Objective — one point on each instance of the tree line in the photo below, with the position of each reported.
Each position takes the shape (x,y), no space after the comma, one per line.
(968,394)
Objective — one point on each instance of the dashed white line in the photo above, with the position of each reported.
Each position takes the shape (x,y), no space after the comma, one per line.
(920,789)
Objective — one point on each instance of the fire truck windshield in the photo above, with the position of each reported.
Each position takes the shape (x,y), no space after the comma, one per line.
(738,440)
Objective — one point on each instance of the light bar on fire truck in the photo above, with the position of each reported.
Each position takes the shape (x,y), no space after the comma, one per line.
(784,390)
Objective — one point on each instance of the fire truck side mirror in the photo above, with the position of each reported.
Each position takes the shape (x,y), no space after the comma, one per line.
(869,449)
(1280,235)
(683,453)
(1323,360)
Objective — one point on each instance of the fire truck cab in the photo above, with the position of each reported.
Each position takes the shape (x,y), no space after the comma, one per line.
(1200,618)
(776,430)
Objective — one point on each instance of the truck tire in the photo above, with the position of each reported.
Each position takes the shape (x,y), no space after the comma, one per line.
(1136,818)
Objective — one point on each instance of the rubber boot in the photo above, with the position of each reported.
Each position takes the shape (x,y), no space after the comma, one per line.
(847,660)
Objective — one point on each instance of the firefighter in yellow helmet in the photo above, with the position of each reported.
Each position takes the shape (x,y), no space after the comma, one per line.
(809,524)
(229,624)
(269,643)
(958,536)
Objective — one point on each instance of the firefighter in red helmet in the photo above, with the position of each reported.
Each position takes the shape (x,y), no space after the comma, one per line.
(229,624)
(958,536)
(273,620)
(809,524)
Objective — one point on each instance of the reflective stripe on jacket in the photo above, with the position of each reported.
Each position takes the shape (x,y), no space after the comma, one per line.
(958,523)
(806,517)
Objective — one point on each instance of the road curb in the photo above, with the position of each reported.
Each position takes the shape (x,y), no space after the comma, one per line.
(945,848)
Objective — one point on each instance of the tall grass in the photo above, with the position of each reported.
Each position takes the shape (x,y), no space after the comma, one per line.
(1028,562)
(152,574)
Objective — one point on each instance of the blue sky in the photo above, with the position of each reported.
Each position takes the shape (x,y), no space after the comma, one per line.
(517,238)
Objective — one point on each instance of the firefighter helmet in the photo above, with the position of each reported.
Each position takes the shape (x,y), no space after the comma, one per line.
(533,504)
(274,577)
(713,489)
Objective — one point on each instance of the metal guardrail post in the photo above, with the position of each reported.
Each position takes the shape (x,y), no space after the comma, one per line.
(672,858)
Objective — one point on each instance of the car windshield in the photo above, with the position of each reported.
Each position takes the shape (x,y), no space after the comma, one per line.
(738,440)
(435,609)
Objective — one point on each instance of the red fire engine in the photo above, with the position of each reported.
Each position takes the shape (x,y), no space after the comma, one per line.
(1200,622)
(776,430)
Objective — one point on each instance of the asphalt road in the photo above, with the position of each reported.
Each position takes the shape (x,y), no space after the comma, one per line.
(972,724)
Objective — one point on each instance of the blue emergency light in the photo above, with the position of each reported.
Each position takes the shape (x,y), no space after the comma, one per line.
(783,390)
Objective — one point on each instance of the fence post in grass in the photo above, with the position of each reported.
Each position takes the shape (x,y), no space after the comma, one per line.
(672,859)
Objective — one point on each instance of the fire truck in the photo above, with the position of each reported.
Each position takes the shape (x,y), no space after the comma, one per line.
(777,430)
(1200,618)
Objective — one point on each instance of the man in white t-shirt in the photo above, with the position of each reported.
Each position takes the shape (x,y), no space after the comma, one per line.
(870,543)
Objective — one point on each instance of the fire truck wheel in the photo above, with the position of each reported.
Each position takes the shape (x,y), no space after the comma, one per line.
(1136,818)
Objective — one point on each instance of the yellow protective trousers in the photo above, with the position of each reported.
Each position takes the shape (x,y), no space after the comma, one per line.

● ● ● ● ● ● ●

• CHALLENGE
Write out every entry above, word for word.

• RESULT OF THE TASK
Objective — one point on each instance of the tree line in the photo below, with the position of each reported.
Each position takes the shape (x,y), no space after the comma, one per line.
(968,394)
Objective — one point on each instance of the dashed white line in the photo above, with the position of each reported.
Each position takes the shape (x,y), no space after the comma, one per line.
(920,789)
Objective — one point on each instance of the fire truck windshield in the photo above, with the position of each reported.
Each position takes the shape (x,y), no space after the comma, one per line.
(738,440)
Objective — one point on each instance of the light bar on fire truck in the photo above, with the position of each reported.
Each position takes the shape (x,y), no space after the comma, one per line.
(784,390)
Objective — one point on each instance of the fire truck side mirror in the photo above, with the position of each reported.
Each position takes the shape (x,y), no space after the comma, one per line.
(869,449)
(1280,235)
(683,453)
(1323,360)
Objective — one point on each instance of the fire truck cab in the photo above, with the position of each reported.
Each position takes the shape (x,y), no space after the comma, one per line.
(1200,618)
(776,430)
Objective — one point on each instance of the truck tire in the photo above, with the position of each reported.
Each position takes the shape (x,y), no space after the comma, one per line.
(1136,818)
Objective — one point on each instance of the rubber boot in the photo above, with the position of each reported.
Each position takes the shape (x,y), no space after the comma, one per line.
(847,660)
Objective — one point on each instance of the firefighter in yellow helmet in the photo above, with the position of each reported.
Each position takes the shape (x,y), no space after the comma, one per line.
(809,524)
(229,624)
(269,643)
(958,536)
Objective — one point on each instance of the firefighter in red helmet in the photo above, with the position of each reported.
Each position takes the shape (x,y), no space after the comma, one per line.
(229,624)
(958,536)
(273,620)
(809,524)
Objective — one point on each instance of the reflective stripe on jacket in the photo above, with the position of each reported.
Each position takes the shape (x,y), no space after the comma, one per line.
(958,523)
(806,517)
Objective — one point on each instance of the road curb in the photo above, with the position of each reported.
Each position takes the shape (x,y), no space after the comma, one per line.
(945,848)
Objective — one point on each instance of the tall grass in the photo above, with the position of each reported.
Each position takes the shape (x,y), no space after the comma, one per line.
(1028,562)
(152,574)
Objective — one point on each instance of the blue sky in the photo above, with the position of each reported.
Each position takes the shape (x,y), no space after the comma, one per line.
(517,238)
Objective — one point on each instance of the firefighter helmet in the photo above, with the position of each reported.
Each position takes the shape (x,y), no space after the comma, one per line.
(533,504)
(274,577)
(713,489)
Objective — one point on each instance of the metal guardrail post in the photo above, with the position of each reported.
Each position takes the shape (x,y), no space after the comma, one per line.
(672,858)
Objective — one point on each instance of the car windshield in the photo above, with the position of each reported.
Each position takes the shape (x,y), no space after the comma, one per line.
(738,440)
(435,609)
Objective — one point on each instance of the red fire engine in the photo above, with the position of each reported.
Each position takes the shape (x,y), no space after the comma, one per line.
(1200,622)
(776,430)
Objective — one point on each instance of the asphalt road in the photo above, with the position of each reported.
Each position takes the shape (x,y), no space after the comma, one per line.
(972,724)
Objective — one point on each instance of the blue emergency light in the photo above, with the position of each reported.
Each position takes the shape (x,y), no space after the comma, one per line.
(783,390)
Objective — one point on each instance of the fence post in grass in the photo above, with the position of each reported.
Each position takes the shape (x,y), no space after the comma, one per line.
(672,859)
Objective — one point on each instance of the fire truck in the photo above, with the position of each reported.
Each position takes the shape (x,y), no space after the comma, one per line.
(777,430)
(1200,618)
Objective — one point on each instance of the man in white t-shirt in the photo above, with the position of each reported.
Each position takes the shape (x,y), no space after the comma, one per line.
(870,543)
Objective — one point on each instance of the fire truck wheel in the photo above, with the position of each reported.
Each position takes the shape (x,y), no space after the comma, one per line.
(1136,818)
Objective — one point on each instance of the yellow protective trousers in the photo above, with the position of each reported.
Each position takes the shape (x,y), no space after the comma, one per line.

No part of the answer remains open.